### Exercise instructions
In full and unchanged, output the entries that follow.

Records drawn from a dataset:
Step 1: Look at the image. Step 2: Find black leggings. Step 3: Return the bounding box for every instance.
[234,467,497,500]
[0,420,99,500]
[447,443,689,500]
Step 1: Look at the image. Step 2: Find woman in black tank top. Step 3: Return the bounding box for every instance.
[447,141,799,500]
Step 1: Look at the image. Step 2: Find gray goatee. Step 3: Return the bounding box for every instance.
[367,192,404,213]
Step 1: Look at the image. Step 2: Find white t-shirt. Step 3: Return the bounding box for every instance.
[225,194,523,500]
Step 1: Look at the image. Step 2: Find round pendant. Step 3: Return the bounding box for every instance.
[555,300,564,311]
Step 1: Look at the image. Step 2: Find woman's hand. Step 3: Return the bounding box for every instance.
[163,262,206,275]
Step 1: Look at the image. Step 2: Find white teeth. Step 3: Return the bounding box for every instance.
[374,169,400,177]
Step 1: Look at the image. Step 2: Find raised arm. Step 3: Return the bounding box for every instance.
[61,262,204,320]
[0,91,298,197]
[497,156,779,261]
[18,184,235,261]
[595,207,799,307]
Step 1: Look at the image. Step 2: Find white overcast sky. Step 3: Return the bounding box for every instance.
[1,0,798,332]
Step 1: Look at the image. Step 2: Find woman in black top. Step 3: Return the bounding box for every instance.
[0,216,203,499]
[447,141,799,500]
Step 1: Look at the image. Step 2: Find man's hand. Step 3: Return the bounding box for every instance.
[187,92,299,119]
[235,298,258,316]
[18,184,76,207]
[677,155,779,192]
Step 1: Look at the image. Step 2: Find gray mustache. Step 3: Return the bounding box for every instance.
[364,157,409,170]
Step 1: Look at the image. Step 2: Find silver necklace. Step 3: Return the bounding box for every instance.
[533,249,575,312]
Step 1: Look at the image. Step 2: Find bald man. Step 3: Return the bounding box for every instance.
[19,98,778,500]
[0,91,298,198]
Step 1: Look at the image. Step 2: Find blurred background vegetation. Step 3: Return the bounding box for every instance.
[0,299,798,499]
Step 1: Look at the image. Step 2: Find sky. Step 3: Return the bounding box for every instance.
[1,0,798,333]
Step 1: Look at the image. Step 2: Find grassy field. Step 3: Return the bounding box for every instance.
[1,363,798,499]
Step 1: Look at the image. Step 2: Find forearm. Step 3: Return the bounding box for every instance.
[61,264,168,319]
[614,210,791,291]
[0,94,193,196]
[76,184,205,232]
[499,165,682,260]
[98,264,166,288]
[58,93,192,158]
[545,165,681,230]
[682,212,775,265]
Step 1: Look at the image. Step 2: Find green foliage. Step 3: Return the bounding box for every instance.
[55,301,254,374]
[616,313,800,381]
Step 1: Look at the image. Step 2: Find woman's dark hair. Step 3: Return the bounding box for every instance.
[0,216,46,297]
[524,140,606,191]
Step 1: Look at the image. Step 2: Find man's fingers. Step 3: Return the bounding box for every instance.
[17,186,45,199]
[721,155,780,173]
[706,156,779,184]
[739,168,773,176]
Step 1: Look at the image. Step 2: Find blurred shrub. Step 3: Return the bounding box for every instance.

### Reply to the task
Step 1: Look at the image. Step 2: Find black leggings. Step 3: Return the bounding box for every instance.
[234,467,497,500]
[0,420,99,500]
[447,443,689,500]
Step 1: Look at the image. Step 2: Find woman in black tank top. Step 3: Return the bounding box for every instance.
[447,141,799,500]
Step 1: Look at the image. Step 2: Find gray goatee. Step 3: Return the bounding box for every instance.
[367,192,404,213]
Step 1: Look at the image. Step 2: Find white t-shirt. Step 3: Return the bounding box for every instance.
[225,194,523,500]
Step 1: Look at the image. Step 2: Find round pendant. Step 3: Return the bounding box for every instance.
[555,300,564,311]
Step 1: Look at the image. Step 2: Find woman's hand. Step 3: Return the bounding box for every instance.
[163,262,206,275]
Step 1: Look at the image. Step 2: Find white teeth. Step 3: Return the bounding box for every instance.
[374,169,400,177]
Step 1: Look at the image. Step 2: Find raised arm. Step 3: Return the bounding box for every instance.
[61,262,204,320]
[0,91,298,197]
[497,156,779,261]
[18,184,235,261]
[595,207,799,307]
Step 1: Look at the image. Step 2: Find white overcast sky. Step 3: Return the bounding box for every instance.
[1,0,798,332]
Step 1: Look at the image. Step 2: Find woman in black top. Step 3: Return the bounding box for every instance.
[0,216,203,499]
[447,141,799,500]
Step 1: Look at the image. Step 2: Find man's hand. Step 3: Return the bounding box for every instance.
[187,92,299,119]
[235,298,258,316]
[18,184,76,207]
[677,155,779,192]
Step 1: Look at the image. Step 2: Find gray mustache. Step 3: Return the bounding box for every instance.
[364,157,409,170]
Step 1: Look at the image. Step 2: Find silver necklace. Step 3: Return the bounding box for every instance.
[533,249,575,312]
Step 1: Look at the image. Step 2: Find bald man. Step 3: Return the bounding box for every instance.
[19,98,778,500]
[0,91,298,198]
Step 1: Look at the image. Step 2: Find blurred background vegetation. Step 3: Return the bounding box for every instance.
[0,299,798,499]
Step 1: Look at the image. Step 2: Find sky. Step 3: Return the bounding box for every instance.
[1,0,798,333]
Step 1: Look at the image. Step 2: Find grassy field. Step 3: Return the bounding box for every instance.
[1,363,798,499]
Step 1: Look at the image. Step 2: Find forearm. Step 3: Return the bounding box for every instance.
[61,264,168,319]
[614,210,791,291]
[0,94,193,196]
[76,184,205,232]
[499,165,682,260]
[98,264,166,288]
[58,93,192,158]
[545,165,681,230]
[682,212,775,265]
Step 1: Look at the image. Step 2: Find green foliage. Step 3: Return the bounding box for every instance.
[55,301,254,374]
[616,313,800,381]
Step 1: Look at the image. Step 2: Find woman's dark hair. Step 3: Return the bounding box for every instance.
[0,216,46,297]
[524,140,606,191]
Step 1: Look at the image. Step 2: Find man's fingers. Step 3: Return the bounding box for every instance.
[17,186,45,199]
[721,155,780,173]
[706,156,779,184]
[739,168,773,176]
Step 1: Look at the image. Step 2: Find blurred shrub. Step 3: Return the bounding box for every instance.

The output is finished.